__WHAT TO PRODUCE__
Write out the data below in full, keeping every line and character unchanged.

━━━━━━━━━━

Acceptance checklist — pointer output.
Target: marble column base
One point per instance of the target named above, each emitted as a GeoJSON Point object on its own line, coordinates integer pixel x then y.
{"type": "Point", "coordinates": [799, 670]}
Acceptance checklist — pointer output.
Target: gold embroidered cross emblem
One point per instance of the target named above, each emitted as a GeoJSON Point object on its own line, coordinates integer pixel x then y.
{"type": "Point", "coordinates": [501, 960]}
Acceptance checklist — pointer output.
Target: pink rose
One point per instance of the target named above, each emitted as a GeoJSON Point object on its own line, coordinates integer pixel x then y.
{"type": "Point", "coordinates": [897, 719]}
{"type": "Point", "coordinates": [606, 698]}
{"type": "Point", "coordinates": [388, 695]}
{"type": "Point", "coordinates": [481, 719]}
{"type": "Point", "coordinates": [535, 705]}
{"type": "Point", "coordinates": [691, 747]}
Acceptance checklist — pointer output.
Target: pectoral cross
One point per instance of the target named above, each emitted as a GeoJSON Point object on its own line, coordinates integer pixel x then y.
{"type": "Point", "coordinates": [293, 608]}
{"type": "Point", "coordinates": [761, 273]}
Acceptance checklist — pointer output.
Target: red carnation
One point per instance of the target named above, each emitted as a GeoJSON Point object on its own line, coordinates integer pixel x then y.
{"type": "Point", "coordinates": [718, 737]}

━━━━━━━━━━

__REPLY__
Acceptance checklist — pointer output.
Target: marble column base
One point per instance of the target named above, each emitted as a GeoJSON Point object on its own line, coordinates integer pixel x then y.
{"type": "Point", "coordinates": [799, 670]}
Acceptance checklist — pointer output.
Target: gold embroidered cross emblem
One point per instance of the target named above, each emitted as a GeoJSON Point object on its own line, coordinates integer pixel x then y.
{"type": "Point", "coordinates": [501, 960]}
Acceptance checklist — pointer output.
Target: pink rose
One point per instance of the target named above, each emitted as a GeoJSON Point object on its own line, coordinates integer pixel x then y.
{"type": "Point", "coordinates": [897, 719]}
{"type": "Point", "coordinates": [606, 698]}
{"type": "Point", "coordinates": [388, 695]}
{"type": "Point", "coordinates": [481, 719]}
{"type": "Point", "coordinates": [535, 705]}
{"type": "Point", "coordinates": [691, 747]}
Acceptance checklist — pointer output.
Target: pectoral cross
One point per instance of the target named above, each emitted as a GeoJSON Point object on its own line, coordinates integer pixel x then y.
{"type": "Point", "coordinates": [293, 608]}
{"type": "Point", "coordinates": [761, 273]}
Acceptance checklist — pointer output.
Target: red carnation
One point per instance of the target named above, each emitted as a GeoJSON Point object on its own line, coordinates integer pixel x then y.
{"type": "Point", "coordinates": [718, 737]}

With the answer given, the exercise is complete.